* **Excerpt provided**:
# My betta's cool colour transformation



## QuicksilverBetta (May 12, 2021)

So this guy now named little fella is having some crazy colour changes he seems to change by the day it think he looks so cool I still don't think he is done changing it will be interesting to see what colours he decided to stick with.

(From when I got him to a week or so ago)









(Today)


----------



## FishandBirdLover (May 5, 2021)

He is so pretty! Keep up the good work!!!


----------



## jennasBettaHobby (Nov 10, 2021)

*That is one beautiful Betta 🥰 Did you breed or purchase him ? *


----------



## QuicksilverBetta (May 12, 2021)

jennasBettaHobby said:


> *That is one beautiful Betta 🥰 Did you breed or purchase him ? *


Thank you,
I brought him from my local fish store along with his sibling but she (if she is a she still not sure) isn't changing colours to much....

(Little fella's sister her name is Oyster)









They were separated when I bought them and currently live in separate tanks 😊


----------



## anggit.amino (Nov 1, 2021)

QuicksilverBetta said:


> Thank you,
> I brought him from my local fish store along with his sibling but she (if she is a she still not sure) isn't changing colours to much....
> 
> (Little fella's sister her name is Oyster)
> ...





QuicksilverBetta said:


> Thank you,
> I brought him from my local fish store along with his sibling but she (if she is a she still not sure) isn't changing colours to much....
> 
> (Little fella's sister her name is Oyster)
> ...


She's female betta


----------



## QuicksilverBetta (May 12, 2021)

anggit.amino said:


> She's female betta


Excellent that's what I thought thank you 😊


----------



## Zephyrski (Sep 21, 2021)

Beautiful boy you got there!


----------



## QuicksilverBetta (May 12, 2021)

Zephyrski said:


> Beautiful boy you got there!


Thank you 😊


----------



## Newbie- (9 mo ago)

His 


QuicksilverBetta said:


> Thank you,
> I brought him from my local fish store along with his sibling but she (if she is a she still not sure) isn't changing colours to much....
> 
> (Little fella's sister her name is Oyster)
> ...


oyster looks like a koi 😮both are ABSOLUTELY GORGEOUS the colors change is always interesting


----------

* **Data excerpt**:
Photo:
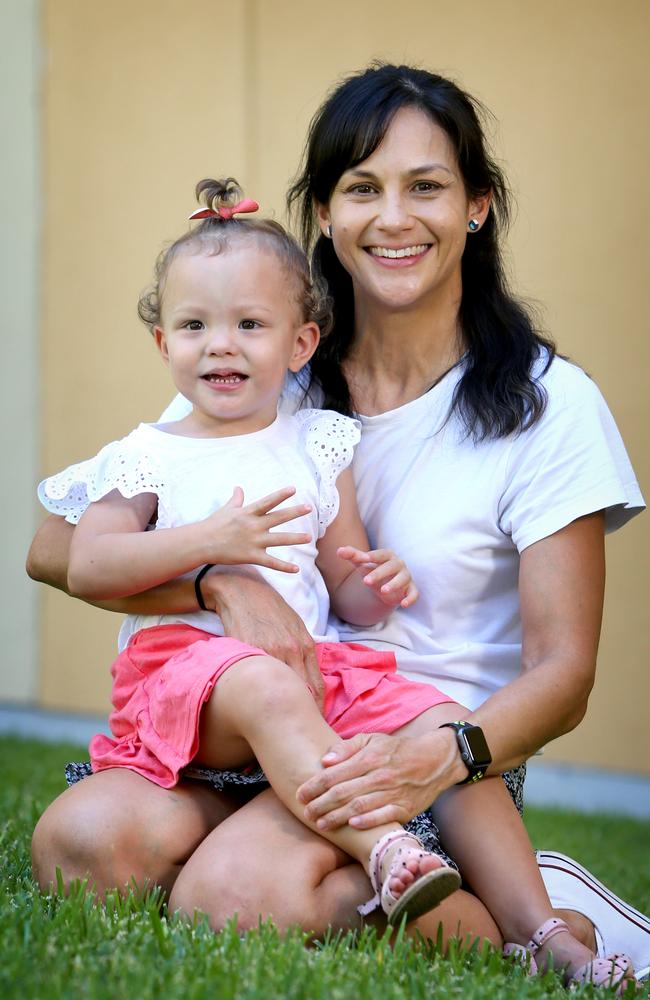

* **Work to complete**:
1: In the betta forum thread, what name was given to Little fella's sister?
2: Translate this sentence from the betta forum thread into Spanish: "They were separated when I bought them and currently live in separate tanks."
3: For each statement, say whether the betta forum thread supports it, and quote the words that decide it.
(a) Little fella came from a local fish store.
(b) Oyster is changing colors as much as Little fella.
(c) One reply says Oyster looks like a koi.

* **Solved problems**:
1: Oyster

2: Estaban separados cuando los compré y actualmente viven en peceras separadas.

3:
(a) Yes: "I brought him from my local fish store"
(b) No: "isn't changing colours to much"
(c) Yes: "oyster looks like a koi"